___ RECORDS

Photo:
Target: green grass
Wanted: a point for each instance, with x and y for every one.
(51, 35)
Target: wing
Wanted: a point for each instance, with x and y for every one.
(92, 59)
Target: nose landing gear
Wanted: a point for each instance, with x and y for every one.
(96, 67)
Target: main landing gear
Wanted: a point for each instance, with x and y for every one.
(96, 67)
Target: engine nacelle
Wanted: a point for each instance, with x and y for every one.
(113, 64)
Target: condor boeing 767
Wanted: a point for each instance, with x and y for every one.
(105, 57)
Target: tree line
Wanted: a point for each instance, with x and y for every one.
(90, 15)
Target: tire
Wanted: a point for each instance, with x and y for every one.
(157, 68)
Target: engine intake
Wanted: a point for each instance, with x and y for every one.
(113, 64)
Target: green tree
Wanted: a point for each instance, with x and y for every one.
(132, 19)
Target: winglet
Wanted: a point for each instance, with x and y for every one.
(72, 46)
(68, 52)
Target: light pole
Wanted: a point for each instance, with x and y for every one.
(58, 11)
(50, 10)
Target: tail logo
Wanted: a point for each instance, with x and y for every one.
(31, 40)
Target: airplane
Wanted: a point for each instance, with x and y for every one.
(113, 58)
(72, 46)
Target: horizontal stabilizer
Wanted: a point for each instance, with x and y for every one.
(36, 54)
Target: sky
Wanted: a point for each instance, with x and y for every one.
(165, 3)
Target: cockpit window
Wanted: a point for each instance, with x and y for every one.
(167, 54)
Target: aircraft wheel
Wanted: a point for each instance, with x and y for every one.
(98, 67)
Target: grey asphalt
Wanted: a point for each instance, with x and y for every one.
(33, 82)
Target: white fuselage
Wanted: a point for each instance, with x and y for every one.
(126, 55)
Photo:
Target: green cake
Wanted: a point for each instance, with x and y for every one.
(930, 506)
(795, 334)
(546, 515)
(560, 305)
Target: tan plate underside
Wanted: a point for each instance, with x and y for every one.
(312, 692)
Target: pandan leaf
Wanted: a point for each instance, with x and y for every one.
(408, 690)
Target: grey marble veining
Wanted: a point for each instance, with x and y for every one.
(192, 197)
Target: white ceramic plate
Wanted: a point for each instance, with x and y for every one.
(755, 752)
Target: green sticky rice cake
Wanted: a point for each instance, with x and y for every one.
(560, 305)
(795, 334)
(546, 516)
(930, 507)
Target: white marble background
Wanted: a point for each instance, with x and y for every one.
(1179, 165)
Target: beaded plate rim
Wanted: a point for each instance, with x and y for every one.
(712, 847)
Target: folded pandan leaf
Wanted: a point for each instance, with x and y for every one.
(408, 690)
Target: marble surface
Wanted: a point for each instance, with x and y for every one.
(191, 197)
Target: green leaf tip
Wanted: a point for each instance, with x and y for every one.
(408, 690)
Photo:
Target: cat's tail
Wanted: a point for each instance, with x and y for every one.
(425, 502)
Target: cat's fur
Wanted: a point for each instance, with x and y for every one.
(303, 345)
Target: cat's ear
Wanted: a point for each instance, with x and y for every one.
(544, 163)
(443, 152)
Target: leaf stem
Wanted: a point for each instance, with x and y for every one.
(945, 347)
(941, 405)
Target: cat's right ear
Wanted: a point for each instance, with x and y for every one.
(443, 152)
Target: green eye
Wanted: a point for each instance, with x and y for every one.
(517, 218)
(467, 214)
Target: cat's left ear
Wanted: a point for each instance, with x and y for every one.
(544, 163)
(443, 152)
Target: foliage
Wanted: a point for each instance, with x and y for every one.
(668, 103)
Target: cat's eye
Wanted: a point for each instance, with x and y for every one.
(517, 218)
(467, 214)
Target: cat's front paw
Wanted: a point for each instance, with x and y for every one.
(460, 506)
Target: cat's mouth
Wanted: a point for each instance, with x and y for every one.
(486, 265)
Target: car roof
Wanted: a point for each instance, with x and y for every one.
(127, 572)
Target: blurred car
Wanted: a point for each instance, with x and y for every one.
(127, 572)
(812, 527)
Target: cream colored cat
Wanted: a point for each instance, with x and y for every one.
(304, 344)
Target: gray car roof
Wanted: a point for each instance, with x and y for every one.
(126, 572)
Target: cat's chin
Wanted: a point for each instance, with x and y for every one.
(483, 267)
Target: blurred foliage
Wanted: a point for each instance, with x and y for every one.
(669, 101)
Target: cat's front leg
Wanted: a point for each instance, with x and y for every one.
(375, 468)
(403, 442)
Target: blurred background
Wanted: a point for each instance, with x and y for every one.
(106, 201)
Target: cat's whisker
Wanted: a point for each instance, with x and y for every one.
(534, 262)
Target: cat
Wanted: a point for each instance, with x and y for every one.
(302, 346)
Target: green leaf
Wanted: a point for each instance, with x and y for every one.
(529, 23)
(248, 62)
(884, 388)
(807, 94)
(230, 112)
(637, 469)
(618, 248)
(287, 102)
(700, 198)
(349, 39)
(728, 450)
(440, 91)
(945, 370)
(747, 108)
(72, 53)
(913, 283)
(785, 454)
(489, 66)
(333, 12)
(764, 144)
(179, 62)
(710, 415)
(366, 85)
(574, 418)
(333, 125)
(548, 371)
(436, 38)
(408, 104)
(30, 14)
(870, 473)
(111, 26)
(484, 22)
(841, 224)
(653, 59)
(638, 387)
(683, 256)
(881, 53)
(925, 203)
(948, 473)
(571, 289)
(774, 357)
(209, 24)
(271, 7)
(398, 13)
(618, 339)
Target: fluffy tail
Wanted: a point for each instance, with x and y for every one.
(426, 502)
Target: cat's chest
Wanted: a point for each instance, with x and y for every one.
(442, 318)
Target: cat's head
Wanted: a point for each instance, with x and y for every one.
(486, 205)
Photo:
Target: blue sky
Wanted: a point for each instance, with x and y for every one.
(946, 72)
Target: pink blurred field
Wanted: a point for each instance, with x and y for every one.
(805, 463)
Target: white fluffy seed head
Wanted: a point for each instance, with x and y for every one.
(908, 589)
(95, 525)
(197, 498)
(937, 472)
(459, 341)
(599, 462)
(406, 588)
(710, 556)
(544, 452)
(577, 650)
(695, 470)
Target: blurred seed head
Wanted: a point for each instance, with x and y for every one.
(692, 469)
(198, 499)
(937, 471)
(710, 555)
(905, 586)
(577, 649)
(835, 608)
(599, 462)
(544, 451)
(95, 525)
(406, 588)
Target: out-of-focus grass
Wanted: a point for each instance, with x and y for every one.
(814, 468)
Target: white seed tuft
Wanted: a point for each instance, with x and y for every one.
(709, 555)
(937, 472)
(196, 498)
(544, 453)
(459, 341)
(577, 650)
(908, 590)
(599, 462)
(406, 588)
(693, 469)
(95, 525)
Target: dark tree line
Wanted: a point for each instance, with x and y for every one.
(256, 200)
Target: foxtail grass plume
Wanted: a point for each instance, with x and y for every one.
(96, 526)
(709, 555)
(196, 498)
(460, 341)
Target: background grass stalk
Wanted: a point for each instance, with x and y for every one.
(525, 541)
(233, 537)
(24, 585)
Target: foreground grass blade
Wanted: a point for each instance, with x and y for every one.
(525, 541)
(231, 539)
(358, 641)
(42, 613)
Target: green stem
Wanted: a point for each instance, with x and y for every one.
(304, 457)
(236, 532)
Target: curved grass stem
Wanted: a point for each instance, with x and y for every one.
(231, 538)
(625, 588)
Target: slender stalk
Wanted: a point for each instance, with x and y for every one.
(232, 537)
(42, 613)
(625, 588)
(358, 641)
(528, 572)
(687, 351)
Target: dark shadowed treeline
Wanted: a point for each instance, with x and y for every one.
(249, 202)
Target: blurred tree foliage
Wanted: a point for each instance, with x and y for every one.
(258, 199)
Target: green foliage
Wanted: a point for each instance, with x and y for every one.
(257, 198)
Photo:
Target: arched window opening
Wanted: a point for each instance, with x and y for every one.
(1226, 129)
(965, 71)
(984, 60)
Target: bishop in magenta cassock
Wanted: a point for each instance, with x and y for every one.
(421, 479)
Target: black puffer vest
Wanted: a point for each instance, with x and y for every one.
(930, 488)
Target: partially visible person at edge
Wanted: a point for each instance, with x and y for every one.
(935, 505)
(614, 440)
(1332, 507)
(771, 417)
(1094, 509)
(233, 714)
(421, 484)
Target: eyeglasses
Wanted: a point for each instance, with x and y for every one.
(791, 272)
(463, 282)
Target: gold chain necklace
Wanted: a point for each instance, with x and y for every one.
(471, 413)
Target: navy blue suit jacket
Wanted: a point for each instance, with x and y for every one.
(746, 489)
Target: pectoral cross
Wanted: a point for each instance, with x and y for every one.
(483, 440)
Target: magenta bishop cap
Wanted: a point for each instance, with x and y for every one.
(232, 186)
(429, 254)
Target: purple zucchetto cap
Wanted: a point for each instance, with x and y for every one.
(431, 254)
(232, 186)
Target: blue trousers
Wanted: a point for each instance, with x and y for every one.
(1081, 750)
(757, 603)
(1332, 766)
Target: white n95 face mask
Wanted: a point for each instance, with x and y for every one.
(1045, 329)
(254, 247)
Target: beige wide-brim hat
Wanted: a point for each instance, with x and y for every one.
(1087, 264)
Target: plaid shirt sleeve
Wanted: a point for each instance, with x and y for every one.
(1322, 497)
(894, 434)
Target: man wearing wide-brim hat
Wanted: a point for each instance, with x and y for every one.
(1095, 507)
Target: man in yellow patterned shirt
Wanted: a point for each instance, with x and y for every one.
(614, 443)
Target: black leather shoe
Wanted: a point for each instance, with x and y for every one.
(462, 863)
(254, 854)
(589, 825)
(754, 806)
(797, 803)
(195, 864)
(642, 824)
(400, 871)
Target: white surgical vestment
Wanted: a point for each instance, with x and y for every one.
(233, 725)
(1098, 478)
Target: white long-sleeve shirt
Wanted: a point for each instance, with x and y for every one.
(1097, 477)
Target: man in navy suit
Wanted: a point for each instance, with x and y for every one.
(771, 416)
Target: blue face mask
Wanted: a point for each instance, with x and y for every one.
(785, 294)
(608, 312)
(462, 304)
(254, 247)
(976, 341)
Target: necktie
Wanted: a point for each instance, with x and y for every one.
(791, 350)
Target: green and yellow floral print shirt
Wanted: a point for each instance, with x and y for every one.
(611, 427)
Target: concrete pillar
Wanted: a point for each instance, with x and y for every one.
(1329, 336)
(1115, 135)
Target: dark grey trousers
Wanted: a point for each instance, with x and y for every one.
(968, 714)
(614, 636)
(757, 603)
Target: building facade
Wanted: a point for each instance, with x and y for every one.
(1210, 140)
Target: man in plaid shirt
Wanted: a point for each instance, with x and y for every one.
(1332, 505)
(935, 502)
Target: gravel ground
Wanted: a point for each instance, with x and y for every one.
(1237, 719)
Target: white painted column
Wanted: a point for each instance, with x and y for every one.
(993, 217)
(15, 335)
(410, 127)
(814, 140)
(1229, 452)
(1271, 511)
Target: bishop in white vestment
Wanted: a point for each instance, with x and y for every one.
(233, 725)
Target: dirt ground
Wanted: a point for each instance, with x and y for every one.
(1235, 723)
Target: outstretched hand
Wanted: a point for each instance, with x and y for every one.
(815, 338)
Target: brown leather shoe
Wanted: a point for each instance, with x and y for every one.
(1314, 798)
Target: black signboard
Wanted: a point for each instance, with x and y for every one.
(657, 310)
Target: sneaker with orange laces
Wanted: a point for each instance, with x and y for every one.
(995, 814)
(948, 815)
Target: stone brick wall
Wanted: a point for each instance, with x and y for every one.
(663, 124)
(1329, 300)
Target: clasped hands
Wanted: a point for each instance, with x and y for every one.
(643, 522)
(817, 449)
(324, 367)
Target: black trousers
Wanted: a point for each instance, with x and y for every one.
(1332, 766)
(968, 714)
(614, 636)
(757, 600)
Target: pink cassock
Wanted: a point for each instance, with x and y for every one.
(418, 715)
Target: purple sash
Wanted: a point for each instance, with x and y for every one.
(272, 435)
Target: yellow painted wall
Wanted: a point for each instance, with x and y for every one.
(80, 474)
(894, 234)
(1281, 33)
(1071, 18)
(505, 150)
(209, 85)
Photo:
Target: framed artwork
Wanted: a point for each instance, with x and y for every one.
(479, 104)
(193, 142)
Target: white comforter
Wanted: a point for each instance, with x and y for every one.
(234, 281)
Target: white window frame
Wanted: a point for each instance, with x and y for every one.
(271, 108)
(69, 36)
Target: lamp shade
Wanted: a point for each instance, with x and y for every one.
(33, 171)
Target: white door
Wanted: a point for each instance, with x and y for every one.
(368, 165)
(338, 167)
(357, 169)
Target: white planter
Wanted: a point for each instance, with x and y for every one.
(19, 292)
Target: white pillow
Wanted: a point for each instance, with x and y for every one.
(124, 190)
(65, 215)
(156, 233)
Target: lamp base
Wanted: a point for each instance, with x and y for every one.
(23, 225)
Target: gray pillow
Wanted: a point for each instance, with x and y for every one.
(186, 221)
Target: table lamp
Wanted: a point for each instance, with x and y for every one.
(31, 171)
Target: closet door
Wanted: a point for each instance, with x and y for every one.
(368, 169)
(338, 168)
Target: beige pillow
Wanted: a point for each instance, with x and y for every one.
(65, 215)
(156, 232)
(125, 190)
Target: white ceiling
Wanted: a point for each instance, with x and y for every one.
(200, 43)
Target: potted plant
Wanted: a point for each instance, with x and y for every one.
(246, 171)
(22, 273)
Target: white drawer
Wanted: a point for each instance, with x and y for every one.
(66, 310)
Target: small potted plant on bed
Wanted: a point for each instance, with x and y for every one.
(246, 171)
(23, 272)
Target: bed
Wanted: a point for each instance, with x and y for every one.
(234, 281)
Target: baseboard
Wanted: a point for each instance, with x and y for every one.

______

Please transcribe only the lines in the records above running from the line that has "Target: black leather shoe" through the line that has "Target: outstretched hand", both included, exactly as they appear.

Target: black leather shoe
Wanted: a point for each instance, with x and y for every one.
(462, 863)
(254, 854)
(589, 825)
(754, 806)
(797, 803)
(195, 864)
(642, 824)
(400, 871)
Target: white surgical vestment
Wanted: a point for each instance, with x and y for every one.
(233, 725)
(1098, 478)
Target: white long-sleeve shirt
Wanted: a point for each instance, with x and y for every one.
(1097, 477)
Target: man in navy suit
Wanted: a point for each instance, with x and y for every one.
(771, 416)
Target: blue face mask
Wanted: a point for each instance, with x and y for every one.
(785, 294)
(608, 312)
(462, 304)
(254, 247)
(976, 341)
Target: necktie
Wanted: a point for each instance, with x and y for every one.
(791, 350)
Target: green and yellow floral print shirt
Wanted: a point for each instance, with x and y for every one.
(611, 427)
Target: concrete pillar
Wanted: a point for each instance, with x and y for every one.
(1329, 336)
(1115, 135)
Target: dark grey trousers
Wanted: a point for each instance, with x and y for every one.
(968, 714)
(614, 636)
(757, 603)
Target: building facade
Wanted: a point for each instance, with x and y for every one.
(1210, 140)
Target: man in plaid shirt
Wanted: a point for each instance, with x and y for every one.
(1332, 505)
(935, 502)
Target: gravel ground
Wanted: a point for each instance, with x and y for every one.
(1237, 719)
Target: white painted column
Wanted: a point for each instance, with x and y for every one.
(993, 217)
(15, 335)
(410, 127)
(814, 140)
(1229, 452)
(1271, 511)
Target: bishop in white vestment
Wanted: a point for each instance, with x and y for every one.
(233, 725)
Target: dirt ground
Wanted: a point for each instance, with x and y for every one.
(1235, 723)
Target: outstretched hand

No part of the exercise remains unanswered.